[What is needed]: Starting at the line that contains "Note: for this drill, pin each instance of the green shrub", transcribe every remaining line of the entries exactly, including the last one.

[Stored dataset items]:

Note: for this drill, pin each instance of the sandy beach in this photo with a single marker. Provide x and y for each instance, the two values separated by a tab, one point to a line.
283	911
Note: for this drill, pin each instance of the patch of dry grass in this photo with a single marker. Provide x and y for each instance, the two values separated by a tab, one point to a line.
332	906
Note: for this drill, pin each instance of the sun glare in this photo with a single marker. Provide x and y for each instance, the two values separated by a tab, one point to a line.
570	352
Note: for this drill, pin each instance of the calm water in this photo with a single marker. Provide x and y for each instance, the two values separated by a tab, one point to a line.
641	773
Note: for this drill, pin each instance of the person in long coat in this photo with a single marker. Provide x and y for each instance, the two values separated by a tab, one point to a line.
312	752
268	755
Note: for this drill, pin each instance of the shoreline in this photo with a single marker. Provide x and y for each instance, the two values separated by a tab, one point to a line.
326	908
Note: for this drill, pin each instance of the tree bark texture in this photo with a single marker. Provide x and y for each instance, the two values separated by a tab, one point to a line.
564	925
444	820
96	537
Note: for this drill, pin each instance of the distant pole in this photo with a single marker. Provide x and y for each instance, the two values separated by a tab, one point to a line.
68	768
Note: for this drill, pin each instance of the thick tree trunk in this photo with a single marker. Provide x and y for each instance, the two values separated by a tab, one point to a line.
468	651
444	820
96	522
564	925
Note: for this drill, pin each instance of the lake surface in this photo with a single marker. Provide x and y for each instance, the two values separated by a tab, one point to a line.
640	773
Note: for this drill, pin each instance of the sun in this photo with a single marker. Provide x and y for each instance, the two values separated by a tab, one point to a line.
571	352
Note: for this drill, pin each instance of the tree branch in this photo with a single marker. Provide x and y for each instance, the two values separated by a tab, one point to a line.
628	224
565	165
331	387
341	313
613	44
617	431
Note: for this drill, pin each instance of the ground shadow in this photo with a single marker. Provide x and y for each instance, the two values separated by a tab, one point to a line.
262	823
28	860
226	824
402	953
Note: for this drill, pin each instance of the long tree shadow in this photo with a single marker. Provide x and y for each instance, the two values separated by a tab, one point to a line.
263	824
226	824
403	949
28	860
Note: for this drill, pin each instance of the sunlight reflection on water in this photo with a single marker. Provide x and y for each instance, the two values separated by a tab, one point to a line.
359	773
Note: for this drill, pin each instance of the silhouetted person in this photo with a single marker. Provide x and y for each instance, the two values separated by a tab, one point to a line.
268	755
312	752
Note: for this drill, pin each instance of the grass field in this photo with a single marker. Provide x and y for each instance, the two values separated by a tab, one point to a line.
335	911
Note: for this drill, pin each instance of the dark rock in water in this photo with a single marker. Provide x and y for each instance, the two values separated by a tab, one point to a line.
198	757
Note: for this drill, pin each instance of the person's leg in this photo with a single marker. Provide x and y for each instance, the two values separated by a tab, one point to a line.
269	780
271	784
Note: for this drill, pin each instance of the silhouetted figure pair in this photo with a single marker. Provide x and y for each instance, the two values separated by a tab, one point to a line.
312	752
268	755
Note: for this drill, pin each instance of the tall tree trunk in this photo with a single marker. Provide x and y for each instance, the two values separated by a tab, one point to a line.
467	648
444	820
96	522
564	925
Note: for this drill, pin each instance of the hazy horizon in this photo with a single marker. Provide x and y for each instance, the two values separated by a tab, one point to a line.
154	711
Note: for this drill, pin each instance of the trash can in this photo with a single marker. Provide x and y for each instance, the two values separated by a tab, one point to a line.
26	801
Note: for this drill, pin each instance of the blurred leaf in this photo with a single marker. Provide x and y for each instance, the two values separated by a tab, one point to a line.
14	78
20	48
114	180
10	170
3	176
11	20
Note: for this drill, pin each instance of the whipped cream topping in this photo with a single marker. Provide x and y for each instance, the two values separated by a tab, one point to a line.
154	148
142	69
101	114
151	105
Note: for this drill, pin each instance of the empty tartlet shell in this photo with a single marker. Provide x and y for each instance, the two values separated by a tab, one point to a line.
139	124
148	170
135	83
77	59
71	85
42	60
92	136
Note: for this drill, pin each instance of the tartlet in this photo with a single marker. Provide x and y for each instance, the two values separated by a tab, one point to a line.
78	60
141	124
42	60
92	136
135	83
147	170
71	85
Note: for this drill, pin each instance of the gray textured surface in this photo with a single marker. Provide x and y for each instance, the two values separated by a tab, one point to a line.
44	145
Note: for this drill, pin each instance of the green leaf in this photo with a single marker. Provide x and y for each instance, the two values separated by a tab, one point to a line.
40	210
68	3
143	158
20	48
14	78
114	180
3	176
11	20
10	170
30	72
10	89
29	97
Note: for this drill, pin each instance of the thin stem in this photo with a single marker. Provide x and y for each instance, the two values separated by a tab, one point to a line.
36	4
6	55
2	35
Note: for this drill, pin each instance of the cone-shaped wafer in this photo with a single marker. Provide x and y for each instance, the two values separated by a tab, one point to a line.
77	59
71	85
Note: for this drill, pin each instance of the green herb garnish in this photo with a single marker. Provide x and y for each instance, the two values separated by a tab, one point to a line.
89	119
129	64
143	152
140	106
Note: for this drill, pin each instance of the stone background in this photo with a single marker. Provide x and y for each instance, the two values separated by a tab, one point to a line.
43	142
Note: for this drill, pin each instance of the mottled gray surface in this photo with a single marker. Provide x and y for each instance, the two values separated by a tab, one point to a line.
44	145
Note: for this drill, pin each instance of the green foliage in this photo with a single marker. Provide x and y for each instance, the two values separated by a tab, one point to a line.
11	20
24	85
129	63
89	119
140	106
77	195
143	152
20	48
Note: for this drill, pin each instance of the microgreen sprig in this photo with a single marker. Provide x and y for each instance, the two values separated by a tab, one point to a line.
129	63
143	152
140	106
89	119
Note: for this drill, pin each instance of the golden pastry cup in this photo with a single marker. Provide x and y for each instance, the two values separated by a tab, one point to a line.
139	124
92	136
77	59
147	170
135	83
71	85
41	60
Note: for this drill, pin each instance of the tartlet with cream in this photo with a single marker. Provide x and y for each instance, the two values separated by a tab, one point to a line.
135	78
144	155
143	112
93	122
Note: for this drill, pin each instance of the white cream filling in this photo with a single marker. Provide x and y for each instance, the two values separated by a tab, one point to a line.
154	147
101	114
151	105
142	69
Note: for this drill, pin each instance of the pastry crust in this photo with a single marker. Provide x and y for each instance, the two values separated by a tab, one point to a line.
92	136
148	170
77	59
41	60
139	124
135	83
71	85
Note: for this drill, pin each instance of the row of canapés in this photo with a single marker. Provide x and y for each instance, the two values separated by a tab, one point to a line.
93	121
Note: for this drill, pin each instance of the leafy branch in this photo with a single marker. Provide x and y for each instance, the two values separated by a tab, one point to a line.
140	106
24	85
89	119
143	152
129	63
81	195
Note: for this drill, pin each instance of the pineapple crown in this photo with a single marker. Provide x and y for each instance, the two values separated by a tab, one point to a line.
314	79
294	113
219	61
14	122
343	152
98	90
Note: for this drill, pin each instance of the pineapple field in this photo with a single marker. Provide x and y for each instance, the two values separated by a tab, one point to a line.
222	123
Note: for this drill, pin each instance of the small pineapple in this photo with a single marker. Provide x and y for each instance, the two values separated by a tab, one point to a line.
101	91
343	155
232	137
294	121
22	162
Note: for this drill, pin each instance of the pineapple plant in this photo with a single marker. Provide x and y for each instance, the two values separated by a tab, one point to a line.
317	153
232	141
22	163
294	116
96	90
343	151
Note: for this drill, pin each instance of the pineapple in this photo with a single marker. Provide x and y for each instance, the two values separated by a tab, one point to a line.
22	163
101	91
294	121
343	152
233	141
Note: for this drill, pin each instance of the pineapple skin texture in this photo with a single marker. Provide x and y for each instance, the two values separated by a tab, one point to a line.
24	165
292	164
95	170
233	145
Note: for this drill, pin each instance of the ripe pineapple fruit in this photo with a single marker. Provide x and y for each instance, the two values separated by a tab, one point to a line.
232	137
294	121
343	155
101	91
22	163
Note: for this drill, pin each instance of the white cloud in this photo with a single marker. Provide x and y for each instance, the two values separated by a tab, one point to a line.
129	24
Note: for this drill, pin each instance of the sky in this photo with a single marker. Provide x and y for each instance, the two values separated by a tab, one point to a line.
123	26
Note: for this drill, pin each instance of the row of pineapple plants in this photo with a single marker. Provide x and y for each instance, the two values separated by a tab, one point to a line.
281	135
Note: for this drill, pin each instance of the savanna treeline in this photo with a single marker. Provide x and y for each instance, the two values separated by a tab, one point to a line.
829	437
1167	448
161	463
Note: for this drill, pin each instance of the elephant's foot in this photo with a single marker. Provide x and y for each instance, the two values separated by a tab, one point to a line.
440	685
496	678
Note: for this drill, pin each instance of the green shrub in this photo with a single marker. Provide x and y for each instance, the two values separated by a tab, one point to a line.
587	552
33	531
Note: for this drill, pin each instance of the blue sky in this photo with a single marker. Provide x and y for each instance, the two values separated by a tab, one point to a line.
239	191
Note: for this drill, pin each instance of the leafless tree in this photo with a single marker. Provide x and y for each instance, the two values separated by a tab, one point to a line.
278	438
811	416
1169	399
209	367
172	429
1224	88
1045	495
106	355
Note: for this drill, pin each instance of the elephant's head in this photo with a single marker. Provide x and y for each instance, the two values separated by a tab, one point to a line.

[Reply]:
Note: for this drill, pin each instance of the green shrub in this photo with a single marker. Provide x and y for each instance, the two values separated by a tab, one point to a line.
587	552
33	531
Note: for this drill, pin each instance of the blue sky in this photo with a single marker. Provide x and y for each instance, the two values separated by a tab, one point to a line.
239	191
Note: for this drill, pin each instance of the leafless tree in this photo with a single marker. Provide x and y for each instance, the two values separated by a tab, one point to a line.
278	438
811	416
1169	399
209	367
172	429
1224	88
1045	495
106	355
Note: for this drill, pin each instance of the elephant's head in this photo with a single marker. Provide x and y for each instance, the two values separated by a tab, one point to a line.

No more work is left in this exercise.